Input for this task section start

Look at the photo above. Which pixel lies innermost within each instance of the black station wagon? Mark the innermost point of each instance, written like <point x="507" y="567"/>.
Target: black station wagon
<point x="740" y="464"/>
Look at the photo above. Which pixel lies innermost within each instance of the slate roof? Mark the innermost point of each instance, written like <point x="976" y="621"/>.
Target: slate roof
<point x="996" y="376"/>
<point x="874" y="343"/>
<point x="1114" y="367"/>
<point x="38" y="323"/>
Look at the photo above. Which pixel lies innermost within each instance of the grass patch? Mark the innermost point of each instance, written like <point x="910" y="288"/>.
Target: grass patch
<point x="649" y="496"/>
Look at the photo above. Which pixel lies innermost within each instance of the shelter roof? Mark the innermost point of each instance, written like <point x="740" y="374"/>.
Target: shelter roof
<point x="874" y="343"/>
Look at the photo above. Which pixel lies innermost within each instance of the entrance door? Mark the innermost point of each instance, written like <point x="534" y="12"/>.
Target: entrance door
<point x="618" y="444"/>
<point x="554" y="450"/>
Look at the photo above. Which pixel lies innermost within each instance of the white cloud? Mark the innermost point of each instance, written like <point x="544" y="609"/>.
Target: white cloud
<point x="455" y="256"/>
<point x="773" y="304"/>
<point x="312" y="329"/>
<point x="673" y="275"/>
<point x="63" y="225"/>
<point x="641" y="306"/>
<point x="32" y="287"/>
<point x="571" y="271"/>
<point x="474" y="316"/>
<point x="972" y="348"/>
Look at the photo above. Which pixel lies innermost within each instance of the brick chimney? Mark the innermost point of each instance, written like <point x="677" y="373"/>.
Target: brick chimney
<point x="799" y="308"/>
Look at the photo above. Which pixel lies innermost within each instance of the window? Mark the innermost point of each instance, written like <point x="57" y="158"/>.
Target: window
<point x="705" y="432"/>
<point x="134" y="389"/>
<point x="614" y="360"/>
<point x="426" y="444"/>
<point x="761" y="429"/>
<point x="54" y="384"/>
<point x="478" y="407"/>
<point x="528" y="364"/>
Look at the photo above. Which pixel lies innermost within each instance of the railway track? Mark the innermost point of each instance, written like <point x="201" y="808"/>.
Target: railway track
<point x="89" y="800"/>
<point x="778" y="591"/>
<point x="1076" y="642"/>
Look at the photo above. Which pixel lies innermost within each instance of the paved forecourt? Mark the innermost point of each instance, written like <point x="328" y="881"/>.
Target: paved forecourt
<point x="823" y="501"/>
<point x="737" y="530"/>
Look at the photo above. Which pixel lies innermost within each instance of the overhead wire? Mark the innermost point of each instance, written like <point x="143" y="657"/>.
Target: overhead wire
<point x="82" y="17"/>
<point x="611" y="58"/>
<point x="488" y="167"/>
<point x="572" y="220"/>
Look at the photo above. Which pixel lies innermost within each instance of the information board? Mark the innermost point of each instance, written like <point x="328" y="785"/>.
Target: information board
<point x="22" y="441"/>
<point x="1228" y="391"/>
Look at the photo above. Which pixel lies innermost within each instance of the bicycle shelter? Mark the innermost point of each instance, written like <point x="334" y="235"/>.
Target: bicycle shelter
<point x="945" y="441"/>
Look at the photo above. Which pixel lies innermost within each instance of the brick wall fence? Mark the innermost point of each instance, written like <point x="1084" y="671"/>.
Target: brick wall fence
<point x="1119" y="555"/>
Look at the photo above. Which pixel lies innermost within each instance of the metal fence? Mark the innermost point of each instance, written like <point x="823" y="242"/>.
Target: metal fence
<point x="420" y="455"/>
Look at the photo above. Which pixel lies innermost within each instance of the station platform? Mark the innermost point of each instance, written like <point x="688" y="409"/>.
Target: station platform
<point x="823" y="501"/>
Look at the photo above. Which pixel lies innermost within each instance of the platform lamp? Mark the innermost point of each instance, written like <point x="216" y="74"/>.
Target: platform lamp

Input for this task section end

Show the lines of the records that contain the word "lamp".

Look at the photo above. Which pixel lies innermost within each instance of the platform lamp? Mark the innermost point of each instance, written like <point x="216" y="74"/>.
Target: platform lamp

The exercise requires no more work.